Dataset extracts labeled with boxes:
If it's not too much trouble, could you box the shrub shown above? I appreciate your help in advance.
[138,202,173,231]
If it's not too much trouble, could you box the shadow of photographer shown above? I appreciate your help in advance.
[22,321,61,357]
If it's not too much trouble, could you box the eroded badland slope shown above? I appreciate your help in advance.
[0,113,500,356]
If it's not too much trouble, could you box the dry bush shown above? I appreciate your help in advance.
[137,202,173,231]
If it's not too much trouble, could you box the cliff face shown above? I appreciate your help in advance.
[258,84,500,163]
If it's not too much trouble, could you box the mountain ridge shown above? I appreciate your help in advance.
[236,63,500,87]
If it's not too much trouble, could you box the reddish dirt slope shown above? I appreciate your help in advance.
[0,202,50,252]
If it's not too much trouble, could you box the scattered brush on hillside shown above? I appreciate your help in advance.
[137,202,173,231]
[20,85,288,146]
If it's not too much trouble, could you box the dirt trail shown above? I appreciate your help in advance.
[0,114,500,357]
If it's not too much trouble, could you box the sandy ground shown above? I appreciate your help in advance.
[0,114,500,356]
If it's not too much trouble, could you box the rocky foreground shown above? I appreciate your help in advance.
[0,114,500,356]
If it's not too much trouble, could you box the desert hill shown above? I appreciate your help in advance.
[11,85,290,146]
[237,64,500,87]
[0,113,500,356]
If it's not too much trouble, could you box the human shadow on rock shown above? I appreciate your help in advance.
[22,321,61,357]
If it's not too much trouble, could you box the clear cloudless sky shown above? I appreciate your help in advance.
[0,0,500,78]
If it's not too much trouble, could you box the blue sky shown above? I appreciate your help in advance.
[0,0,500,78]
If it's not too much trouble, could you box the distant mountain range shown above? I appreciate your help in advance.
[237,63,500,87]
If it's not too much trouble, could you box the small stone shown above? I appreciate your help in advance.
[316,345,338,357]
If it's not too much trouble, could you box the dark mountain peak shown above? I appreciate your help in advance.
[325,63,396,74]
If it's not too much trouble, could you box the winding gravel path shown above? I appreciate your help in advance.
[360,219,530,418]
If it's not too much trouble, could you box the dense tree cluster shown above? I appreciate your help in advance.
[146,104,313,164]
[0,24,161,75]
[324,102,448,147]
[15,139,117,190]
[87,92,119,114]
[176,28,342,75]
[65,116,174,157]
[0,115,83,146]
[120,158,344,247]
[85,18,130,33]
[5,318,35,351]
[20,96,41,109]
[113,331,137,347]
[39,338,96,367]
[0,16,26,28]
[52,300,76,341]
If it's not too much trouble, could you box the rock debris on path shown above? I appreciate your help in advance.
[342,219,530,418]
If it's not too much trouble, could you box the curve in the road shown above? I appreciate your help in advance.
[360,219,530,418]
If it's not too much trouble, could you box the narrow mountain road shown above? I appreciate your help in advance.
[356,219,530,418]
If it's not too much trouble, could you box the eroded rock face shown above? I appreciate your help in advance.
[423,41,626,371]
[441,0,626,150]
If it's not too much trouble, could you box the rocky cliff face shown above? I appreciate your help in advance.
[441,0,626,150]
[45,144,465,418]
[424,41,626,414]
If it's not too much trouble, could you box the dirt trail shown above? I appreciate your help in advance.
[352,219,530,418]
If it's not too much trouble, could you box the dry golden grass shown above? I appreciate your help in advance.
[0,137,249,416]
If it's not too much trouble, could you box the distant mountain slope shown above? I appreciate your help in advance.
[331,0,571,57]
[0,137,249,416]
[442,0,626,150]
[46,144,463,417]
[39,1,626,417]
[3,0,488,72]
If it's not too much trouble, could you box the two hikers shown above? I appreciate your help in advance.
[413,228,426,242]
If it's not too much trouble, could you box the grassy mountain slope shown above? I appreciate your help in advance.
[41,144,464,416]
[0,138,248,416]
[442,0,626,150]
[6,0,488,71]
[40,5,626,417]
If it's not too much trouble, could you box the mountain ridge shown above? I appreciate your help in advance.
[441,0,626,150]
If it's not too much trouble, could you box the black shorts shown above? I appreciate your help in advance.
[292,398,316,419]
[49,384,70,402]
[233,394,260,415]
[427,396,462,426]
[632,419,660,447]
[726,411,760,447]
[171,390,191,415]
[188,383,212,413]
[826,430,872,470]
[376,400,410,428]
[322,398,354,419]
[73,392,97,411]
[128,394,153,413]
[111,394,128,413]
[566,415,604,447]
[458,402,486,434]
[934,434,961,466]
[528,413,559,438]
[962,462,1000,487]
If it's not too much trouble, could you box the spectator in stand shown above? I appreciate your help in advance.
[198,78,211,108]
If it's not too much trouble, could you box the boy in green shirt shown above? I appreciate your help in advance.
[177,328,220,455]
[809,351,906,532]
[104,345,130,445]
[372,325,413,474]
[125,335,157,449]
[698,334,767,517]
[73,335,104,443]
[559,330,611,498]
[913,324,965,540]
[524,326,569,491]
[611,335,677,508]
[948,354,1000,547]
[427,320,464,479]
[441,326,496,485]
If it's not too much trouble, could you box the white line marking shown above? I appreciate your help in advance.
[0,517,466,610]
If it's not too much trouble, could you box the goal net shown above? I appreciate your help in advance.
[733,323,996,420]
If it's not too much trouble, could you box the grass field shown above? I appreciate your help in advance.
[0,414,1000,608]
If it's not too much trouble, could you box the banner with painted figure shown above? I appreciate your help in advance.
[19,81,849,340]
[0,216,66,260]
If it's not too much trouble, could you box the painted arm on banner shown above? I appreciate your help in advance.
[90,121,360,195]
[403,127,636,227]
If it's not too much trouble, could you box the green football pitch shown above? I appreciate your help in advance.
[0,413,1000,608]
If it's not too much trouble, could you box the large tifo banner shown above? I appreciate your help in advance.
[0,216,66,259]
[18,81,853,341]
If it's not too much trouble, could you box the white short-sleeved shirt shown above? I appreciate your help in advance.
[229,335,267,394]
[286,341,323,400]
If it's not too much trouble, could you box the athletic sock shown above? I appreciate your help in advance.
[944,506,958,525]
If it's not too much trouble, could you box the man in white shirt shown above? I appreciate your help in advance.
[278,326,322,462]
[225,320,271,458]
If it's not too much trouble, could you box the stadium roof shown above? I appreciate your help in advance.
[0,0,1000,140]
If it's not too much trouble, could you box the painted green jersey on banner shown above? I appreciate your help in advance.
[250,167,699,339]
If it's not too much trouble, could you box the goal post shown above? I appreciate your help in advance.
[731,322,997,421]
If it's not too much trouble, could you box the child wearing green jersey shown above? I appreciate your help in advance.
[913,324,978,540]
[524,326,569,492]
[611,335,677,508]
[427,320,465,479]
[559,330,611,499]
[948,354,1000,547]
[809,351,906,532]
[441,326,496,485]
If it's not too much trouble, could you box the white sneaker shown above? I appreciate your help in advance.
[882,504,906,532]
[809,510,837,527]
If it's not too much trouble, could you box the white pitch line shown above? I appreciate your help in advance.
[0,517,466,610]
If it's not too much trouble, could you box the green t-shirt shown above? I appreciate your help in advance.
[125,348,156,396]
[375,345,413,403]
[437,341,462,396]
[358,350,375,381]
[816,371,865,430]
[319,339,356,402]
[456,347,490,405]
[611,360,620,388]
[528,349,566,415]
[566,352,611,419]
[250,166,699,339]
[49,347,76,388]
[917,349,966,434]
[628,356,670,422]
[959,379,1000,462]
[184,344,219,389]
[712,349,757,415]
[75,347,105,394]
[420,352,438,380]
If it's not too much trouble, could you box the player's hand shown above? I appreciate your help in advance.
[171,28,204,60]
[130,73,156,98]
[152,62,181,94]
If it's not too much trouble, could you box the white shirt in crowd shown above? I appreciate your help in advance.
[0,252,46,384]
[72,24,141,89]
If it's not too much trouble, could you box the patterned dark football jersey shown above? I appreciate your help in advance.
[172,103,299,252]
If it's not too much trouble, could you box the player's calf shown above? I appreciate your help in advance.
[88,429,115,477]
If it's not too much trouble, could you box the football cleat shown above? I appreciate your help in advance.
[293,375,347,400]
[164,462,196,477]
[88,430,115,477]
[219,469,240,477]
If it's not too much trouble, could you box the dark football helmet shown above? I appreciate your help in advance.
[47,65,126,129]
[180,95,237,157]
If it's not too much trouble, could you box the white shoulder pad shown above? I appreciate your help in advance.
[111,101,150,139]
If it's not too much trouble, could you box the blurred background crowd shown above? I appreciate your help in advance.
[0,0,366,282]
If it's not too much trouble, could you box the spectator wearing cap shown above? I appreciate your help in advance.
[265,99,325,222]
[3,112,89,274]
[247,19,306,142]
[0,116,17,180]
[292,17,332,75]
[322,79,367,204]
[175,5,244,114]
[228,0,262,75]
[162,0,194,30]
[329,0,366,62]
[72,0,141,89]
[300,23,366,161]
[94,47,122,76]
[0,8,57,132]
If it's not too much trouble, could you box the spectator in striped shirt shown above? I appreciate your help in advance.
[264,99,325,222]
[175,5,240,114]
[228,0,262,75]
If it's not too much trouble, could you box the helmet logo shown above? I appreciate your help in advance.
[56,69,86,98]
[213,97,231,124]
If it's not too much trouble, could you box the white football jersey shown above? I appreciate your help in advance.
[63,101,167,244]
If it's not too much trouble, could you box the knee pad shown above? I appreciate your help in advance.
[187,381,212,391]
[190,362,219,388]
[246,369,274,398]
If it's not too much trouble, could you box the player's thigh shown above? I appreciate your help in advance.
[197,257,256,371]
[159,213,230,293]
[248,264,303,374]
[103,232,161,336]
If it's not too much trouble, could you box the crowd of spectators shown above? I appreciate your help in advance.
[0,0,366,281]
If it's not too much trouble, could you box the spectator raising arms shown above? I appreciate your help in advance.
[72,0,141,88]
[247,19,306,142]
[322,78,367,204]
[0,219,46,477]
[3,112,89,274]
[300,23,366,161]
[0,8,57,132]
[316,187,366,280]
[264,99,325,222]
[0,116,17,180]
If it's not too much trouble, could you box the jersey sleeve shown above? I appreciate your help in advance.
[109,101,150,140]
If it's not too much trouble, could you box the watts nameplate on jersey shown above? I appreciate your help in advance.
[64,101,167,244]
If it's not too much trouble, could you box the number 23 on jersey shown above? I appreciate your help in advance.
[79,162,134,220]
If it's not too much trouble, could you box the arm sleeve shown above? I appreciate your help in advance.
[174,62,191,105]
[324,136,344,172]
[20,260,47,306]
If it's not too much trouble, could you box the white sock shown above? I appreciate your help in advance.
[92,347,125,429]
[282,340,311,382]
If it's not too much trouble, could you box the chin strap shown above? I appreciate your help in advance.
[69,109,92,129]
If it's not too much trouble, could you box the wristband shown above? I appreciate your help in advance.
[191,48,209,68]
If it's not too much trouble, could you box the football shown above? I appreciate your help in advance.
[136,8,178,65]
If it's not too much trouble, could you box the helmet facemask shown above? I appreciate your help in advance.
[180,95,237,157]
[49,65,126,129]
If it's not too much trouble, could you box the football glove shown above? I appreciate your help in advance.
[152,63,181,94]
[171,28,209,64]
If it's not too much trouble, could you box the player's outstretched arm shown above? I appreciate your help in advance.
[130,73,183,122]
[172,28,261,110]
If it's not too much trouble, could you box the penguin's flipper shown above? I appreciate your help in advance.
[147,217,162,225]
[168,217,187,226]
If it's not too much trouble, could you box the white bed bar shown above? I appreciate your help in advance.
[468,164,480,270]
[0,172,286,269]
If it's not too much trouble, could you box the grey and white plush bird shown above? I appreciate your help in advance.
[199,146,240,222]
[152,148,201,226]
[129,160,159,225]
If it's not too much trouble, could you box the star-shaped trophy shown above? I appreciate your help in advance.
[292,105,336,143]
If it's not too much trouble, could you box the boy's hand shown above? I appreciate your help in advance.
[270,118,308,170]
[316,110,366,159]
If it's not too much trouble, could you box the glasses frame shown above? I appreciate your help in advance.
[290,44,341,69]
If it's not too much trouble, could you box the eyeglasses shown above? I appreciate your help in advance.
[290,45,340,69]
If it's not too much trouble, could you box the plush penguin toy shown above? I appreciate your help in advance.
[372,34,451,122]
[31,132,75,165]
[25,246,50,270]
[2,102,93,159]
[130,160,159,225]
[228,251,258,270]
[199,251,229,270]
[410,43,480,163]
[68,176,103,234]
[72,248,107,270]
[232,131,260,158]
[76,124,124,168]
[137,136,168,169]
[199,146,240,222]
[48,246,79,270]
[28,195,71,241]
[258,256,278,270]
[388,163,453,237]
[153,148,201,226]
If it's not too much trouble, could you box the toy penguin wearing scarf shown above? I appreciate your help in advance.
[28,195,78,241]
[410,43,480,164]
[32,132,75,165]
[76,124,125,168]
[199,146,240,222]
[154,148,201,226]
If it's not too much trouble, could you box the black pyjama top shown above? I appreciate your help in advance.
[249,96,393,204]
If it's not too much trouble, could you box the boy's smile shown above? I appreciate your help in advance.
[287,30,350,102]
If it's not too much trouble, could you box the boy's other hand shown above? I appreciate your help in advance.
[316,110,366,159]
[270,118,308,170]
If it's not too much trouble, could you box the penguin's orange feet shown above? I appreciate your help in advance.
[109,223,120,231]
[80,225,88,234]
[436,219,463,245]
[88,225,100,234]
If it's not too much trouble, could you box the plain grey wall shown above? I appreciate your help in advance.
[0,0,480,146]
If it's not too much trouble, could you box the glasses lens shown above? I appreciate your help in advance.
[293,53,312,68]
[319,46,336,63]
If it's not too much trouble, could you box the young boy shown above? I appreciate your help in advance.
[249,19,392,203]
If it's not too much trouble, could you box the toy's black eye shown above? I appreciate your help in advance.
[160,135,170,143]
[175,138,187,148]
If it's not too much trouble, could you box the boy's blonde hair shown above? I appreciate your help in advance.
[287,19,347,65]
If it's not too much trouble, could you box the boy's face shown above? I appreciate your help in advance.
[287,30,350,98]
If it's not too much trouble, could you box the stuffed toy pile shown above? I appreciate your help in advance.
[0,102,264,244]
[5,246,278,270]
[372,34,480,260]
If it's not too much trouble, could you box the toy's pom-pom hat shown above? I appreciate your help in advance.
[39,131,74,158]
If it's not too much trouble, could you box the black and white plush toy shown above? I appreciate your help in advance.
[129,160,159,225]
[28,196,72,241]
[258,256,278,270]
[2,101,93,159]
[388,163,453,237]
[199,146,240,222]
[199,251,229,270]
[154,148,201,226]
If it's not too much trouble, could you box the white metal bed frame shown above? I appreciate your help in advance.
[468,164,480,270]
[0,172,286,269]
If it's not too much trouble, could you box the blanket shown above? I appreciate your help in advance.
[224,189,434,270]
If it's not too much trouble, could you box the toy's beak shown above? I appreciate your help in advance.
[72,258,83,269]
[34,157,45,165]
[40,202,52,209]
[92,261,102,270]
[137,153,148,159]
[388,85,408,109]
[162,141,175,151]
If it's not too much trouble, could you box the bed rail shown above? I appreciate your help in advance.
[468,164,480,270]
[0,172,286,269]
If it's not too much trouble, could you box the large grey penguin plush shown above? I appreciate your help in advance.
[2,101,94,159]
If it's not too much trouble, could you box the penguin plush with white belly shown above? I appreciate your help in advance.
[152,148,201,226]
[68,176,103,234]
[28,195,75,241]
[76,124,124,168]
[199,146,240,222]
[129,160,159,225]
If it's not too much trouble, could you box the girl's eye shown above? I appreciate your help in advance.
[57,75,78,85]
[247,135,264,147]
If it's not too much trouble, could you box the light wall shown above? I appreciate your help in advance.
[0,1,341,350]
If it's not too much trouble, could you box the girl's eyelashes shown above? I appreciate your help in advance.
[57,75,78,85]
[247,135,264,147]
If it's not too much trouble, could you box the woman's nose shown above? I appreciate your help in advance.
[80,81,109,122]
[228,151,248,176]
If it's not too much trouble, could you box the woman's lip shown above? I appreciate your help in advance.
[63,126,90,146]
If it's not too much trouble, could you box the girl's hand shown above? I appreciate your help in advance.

Aim of the task:
Please transcribe the lines in the records above without any change, starting at the line that contains "If it's not too much trouble, could you box the plain" and ending at the line that contains "[0,0,480,146]".

Task result:
If it's not too much trouble, could you box the plain grey wall shown above? I appreciate your help in advance.
[0,0,480,146]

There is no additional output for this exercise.